■ **Instructions to follow**: Write every entry out again exactly, please, and skip the pictures.

■ **Information**:
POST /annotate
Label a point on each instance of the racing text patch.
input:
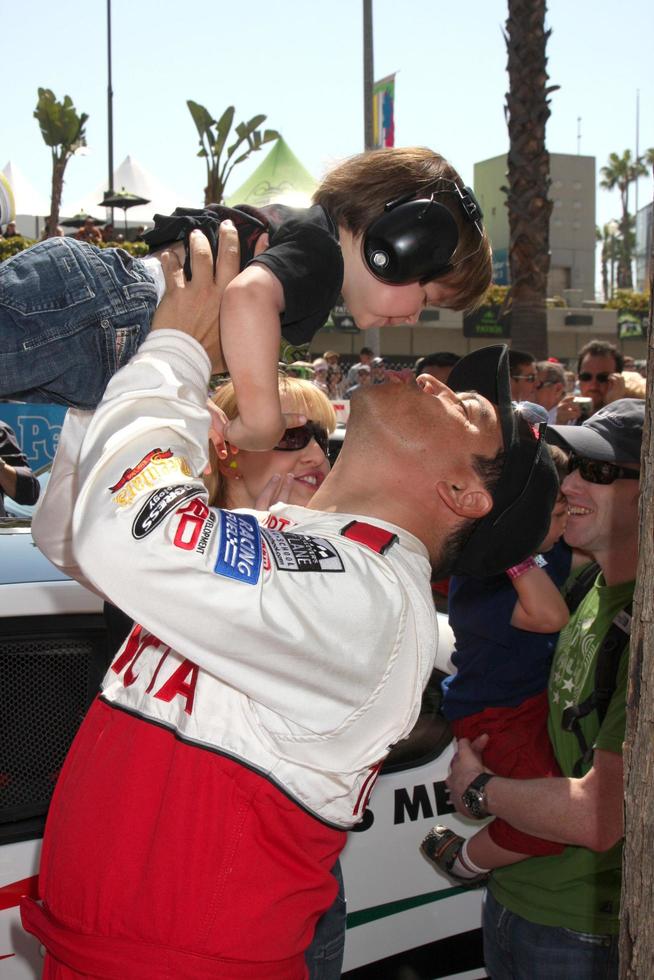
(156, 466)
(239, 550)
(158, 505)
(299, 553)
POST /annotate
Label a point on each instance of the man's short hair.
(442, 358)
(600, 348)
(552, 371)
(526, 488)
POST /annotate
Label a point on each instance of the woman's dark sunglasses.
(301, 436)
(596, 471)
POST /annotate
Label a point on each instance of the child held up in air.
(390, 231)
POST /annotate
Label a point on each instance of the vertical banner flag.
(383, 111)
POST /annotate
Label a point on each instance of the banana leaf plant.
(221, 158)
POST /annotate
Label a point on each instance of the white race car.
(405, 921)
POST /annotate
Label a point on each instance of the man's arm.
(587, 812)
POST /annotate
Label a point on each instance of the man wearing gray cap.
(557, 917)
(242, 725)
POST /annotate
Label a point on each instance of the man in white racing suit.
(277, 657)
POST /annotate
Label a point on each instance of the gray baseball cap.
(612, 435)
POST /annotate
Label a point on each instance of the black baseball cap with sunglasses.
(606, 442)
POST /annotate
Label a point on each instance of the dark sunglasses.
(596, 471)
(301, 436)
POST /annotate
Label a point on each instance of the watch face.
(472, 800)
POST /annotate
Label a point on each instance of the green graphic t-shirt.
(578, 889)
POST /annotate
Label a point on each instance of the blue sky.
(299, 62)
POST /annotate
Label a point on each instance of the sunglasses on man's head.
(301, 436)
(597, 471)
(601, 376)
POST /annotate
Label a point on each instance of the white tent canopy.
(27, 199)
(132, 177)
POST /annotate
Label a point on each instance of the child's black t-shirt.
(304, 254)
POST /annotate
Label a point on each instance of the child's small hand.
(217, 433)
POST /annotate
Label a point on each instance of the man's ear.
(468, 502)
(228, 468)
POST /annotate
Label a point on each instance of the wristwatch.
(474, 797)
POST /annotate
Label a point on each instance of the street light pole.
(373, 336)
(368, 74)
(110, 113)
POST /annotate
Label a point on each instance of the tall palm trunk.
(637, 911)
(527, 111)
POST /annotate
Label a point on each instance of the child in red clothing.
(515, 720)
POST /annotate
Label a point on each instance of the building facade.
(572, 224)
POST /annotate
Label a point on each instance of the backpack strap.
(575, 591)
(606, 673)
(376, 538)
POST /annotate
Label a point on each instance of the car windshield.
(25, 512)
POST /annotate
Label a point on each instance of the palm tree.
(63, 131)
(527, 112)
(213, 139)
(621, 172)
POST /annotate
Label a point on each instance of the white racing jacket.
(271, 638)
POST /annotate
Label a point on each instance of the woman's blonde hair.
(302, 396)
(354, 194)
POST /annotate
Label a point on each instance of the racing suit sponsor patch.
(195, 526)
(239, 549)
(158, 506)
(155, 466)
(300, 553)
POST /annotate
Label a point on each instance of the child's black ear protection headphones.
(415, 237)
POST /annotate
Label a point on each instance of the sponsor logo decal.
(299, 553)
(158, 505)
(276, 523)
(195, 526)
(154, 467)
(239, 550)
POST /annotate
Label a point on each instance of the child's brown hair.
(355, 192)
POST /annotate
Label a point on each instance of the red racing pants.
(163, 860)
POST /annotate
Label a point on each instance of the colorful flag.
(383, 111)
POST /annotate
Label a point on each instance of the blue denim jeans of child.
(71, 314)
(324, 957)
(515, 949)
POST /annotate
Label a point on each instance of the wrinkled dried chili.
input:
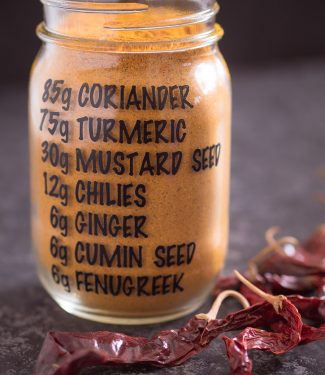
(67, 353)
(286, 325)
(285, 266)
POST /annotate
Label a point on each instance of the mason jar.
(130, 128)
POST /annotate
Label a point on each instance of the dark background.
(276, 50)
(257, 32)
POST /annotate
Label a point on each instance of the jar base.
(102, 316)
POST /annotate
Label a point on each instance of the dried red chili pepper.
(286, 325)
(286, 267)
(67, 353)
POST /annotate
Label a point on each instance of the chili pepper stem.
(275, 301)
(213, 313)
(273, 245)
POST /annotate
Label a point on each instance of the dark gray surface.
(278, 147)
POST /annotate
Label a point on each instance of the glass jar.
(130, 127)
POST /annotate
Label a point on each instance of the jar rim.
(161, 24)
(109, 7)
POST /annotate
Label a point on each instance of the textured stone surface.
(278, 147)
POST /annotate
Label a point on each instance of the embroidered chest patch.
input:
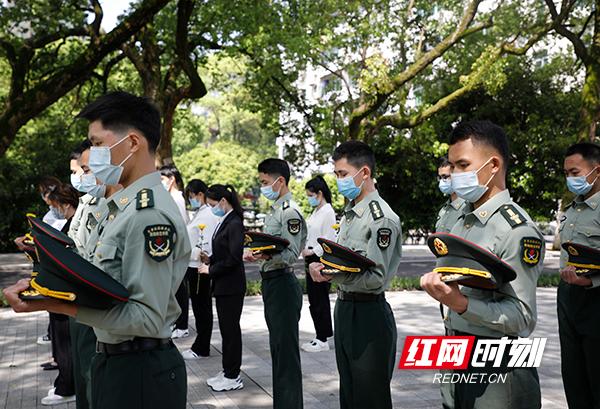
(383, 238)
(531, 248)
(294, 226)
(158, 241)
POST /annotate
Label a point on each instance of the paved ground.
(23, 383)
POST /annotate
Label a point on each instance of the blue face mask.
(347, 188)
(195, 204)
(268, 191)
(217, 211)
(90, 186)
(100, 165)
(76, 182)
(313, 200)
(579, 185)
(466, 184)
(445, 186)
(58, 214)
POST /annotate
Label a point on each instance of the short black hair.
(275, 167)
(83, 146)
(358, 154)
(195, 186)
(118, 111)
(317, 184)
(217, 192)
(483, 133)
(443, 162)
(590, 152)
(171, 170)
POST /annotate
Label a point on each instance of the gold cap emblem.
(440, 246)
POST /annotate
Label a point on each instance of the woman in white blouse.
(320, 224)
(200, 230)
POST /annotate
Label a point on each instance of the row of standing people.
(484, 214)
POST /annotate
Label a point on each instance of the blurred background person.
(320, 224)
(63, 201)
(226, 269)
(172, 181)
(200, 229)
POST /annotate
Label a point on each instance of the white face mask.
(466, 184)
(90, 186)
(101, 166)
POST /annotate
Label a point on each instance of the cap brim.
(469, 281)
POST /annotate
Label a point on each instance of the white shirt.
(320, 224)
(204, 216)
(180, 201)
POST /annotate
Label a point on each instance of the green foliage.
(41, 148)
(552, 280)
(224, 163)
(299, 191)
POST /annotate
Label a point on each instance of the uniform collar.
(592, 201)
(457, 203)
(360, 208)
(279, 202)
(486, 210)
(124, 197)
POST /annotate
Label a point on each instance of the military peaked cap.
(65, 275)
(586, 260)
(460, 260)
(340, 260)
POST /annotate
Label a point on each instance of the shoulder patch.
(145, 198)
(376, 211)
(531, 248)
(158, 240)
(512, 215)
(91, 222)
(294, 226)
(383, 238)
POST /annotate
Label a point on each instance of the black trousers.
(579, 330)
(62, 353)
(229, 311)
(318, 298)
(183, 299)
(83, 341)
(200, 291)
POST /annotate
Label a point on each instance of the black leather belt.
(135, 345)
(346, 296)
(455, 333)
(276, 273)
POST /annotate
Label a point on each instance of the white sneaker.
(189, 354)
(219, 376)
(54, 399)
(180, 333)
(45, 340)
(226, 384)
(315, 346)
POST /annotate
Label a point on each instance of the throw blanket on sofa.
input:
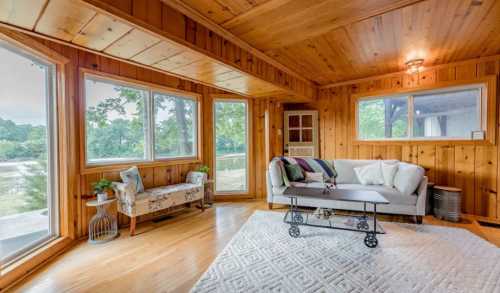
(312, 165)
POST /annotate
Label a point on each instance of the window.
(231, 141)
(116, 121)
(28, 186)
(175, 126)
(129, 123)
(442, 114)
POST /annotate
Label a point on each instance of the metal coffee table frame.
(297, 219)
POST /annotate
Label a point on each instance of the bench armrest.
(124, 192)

■ **Expected answer**:
POST /annotate
Label a point on each instance of the racing text patch.
input:
(156, 466)
(239, 550)
(158, 505)
(299, 553)
POST /annotate
Label a point on each instance of the man's short hair.
(442, 358)
(600, 348)
(552, 371)
(526, 488)
POST /annotate
Label a point on each instance of the woman's dark sunglasses.
(301, 436)
(596, 471)
POST /annotate
Label a point on each instance of the child held up in air.
(390, 231)
POST /annotate
Label a point on each instance of the vertical banner flag.
(383, 111)
POST /annotate
Label a point on each instance of the banana leaf plant.
(221, 158)
POST /annotate
Label a point on each instance of the white race car.
(405, 921)
POST /annotate
Label a point on each instance of the man's arm.
(587, 812)
POST /annotate
Label a point on each instance of the man wearing gray cap.
(557, 917)
(242, 725)
POST /annotate
Label a point on each instance of the man in white racing suit.
(277, 657)
POST /annotate
Label a point on each instance of the gray baseball cap.
(612, 435)
POST /annotate
Label a point on each instance of the black baseball cap with sunglasses.
(606, 442)
POST /annotate
Label a point on each instance of the dark sunglasses.
(596, 471)
(301, 436)
POST /annotate
Label a point on each instance of the watch face.
(472, 800)
POST /annotate
Label a point on each instance of the green graphic t-shirt.
(578, 889)
POST /annotate
Label a point on each instance of the blue sky.
(299, 62)
POST /annotate
Label a point on each instance of the sunglasses on man's head.
(301, 436)
(597, 471)
(601, 376)
POST /annotate
Label a point on each instance of the white tent canopy.
(27, 199)
(132, 177)
POST /annotate
Label a point on each instance of the child's black t-shirt.
(304, 254)
POST /annotate
Label a point on each instance of the child's small hand.
(217, 433)
POST /annotate
Label a point on each instance of the man's ear.
(468, 502)
(228, 468)
POST /annotate
Label a point on each instance of the wristwatch.
(474, 797)
POST /annotate
Label a point on each instance of the street light pole.
(373, 336)
(368, 74)
(110, 113)
POST /annotate
Label a point on each instance of the tall palm trunk.
(637, 911)
(527, 111)
POST /annotate
Label a point on each instance of the child in red clothing.
(515, 720)
POST /annotate
Label a point on each instance of the building facade.
(572, 224)
POST /annotate
Label a point on each instance of the backpack strap.
(575, 591)
(606, 673)
(376, 538)
POST /annotate
Label a point on each instance of the car windshield.
(25, 512)
POST /annotate
Label a point on each instance of the palm tree.
(63, 131)
(527, 112)
(213, 139)
(621, 172)
POST /annotate
Label a point on each instance of the white racing jacket.
(271, 638)
POST /annotate
Label a point on each instance of the woman's blonde hair.
(302, 396)
(354, 194)
POST /annotate
Label a point on each instance of the racing suit sponsor patch.
(195, 526)
(239, 549)
(158, 506)
(155, 466)
(300, 553)
POST /annotate
Label a point on each instance of the child's black ear protection headphones.
(415, 237)
POST /annotate
Label a point on each instance of the sponsor logo decal.
(299, 553)
(158, 505)
(276, 523)
(195, 526)
(154, 467)
(239, 550)
POST /annotate
Label a point on each instance of the child's brown hair.
(355, 192)
POST /annotate
Label a point on each instance of the red racing pants.
(163, 860)
POST /annotate
Label a point on each instance of the colorful flag.
(383, 111)
POST /annotate
Label a point on each instance of the blue denim jeans of child.
(71, 314)
(324, 957)
(515, 949)
POST /annotate
Label a point on each instance of the wrinkled dried chili.
input:
(67, 353)
(286, 325)
(285, 266)
POST /annotate
Label a point on each instance of the mason jar.
(130, 128)
POST /annotate
Label a point on each instance of the dark background.
(276, 50)
(257, 32)
POST /annotate
Label a point on each instance of the jar base.
(102, 316)
POST /annotate
Label a point on each instance of the dried red chili pepper.
(286, 325)
(286, 267)
(67, 353)
POST /annotate
Label a point on each instance of the chili pepper stem.
(275, 301)
(213, 313)
(273, 245)
POST /annotate
Label a point on each instance of the dark gray surface.
(278, 147)
POST /annotate
Label a point on each instance of the glass jar.
(130, 127)
POST /annotate
Label a point on each instance of the jar rim.
(161, 24)
(109, 7)
POST /annotate
Label a point on each instance of the textured stone surface.
(278, 147)
POST /annotate
Label a point on each instance of the embroidered chest patch.
input:
(383, 238)
(531, 248)
(294, 226)
(158, 241)
POST /annotate
Label a point on each instance of the paved ground.
(23, 383)
POST /annotate
Label a point on each instance of the blue face mask.
(347, 188)
(195, 204)
(268, 191)
(217, 211)
(90, 186)
(100, 165)
(76, 182)
(313, 200)
(579, 185)
(466, 184)
(445, 186)
(58, 214)
POST /annotate
Label a point on each instance of the short black hair.
(275, 167)
(83, 146)
(358, 154)
(195, 186)
(118, 111)
(317, 184)
(217, 192)
(483, 133)
(443, 162)
(590, 152)
(171, 170)
POST /annotate
Label a point on each instance of the gold cap emblem.
(440, 246)
POST /annotate
Label a point on each instance of the woman in white blouse.
(320, 224)
(200, 230)
POST /annotate
Label a point on each instance of the row of standing people.
(484, 214)
POST /annotate
Label a point on each instance of the blurred background person.
(320, 224)
(63, 201)
(226, 269)
(172, 181)
(200, 229)
POST /annotate
Label a point on each instance of the white face mask.
(466, 184)
(90, 186)
(101, 166)
POST /annotate
Label a point on each instance of the cap brim.
(469, 281)
POST /annotate
Label a point on each instance of the white shirt.
(320, 224)
(204, 216)
(180, 201)
POST /annotate
Label a point on each instance of the green foliage.
(41, 148)
(552, 280)
(224, 163)
(299, 191)
POST /annotate
Label a point on each instance of the uniform collar.
(592, 201)
(457, 203)
(360, 208)
(279, 202)
(486, 210)
(124, 197)
POST /annotate
Label a point on each instance of the military peaked cap.
(65, 275)
(586, 260)
(460, 260)
(340, 260)
POST /annotate
Label a point on each instance of the shoulder patch.
(145, 198)
(376, 211)
(531, 248)
(158, 240)
(512, 215)
(91, 222)
(294, 226)
(383, 238)
POST /annotate
Label a point on each instance of the black trousers.
(579, 330)
(62, 353)
(229, 311)
(318, 298)
(183, 299)
(83, 341)
(200, 291)
POST /annotate
Label a point on each instance of the black leather belt.
(135, 345)
(346, 296)
(455, 333)
(276, 273)
POST /annotate
Label a point on each instance of the white sneaker.
(189, 354)
(219, 376)
(54, 399)
(180, 333)
(45, 340)
(226, 384)
(315, 346)
POST /annotate
Label a point on each instance of the throw blanket on sofa.
input:
(312, 165)
POST /annotate
Label a point on each instance of the window.
(231, 141)
(116, 121)
(28, 186)
(175, 126)
(129, 123)
(442, 114)
POST /annotate
Label a point on each instance of the metal coffee table frame.
(297, 219)
POST /annotate
Label a point on each instance of the bench armrest.
(124, 192)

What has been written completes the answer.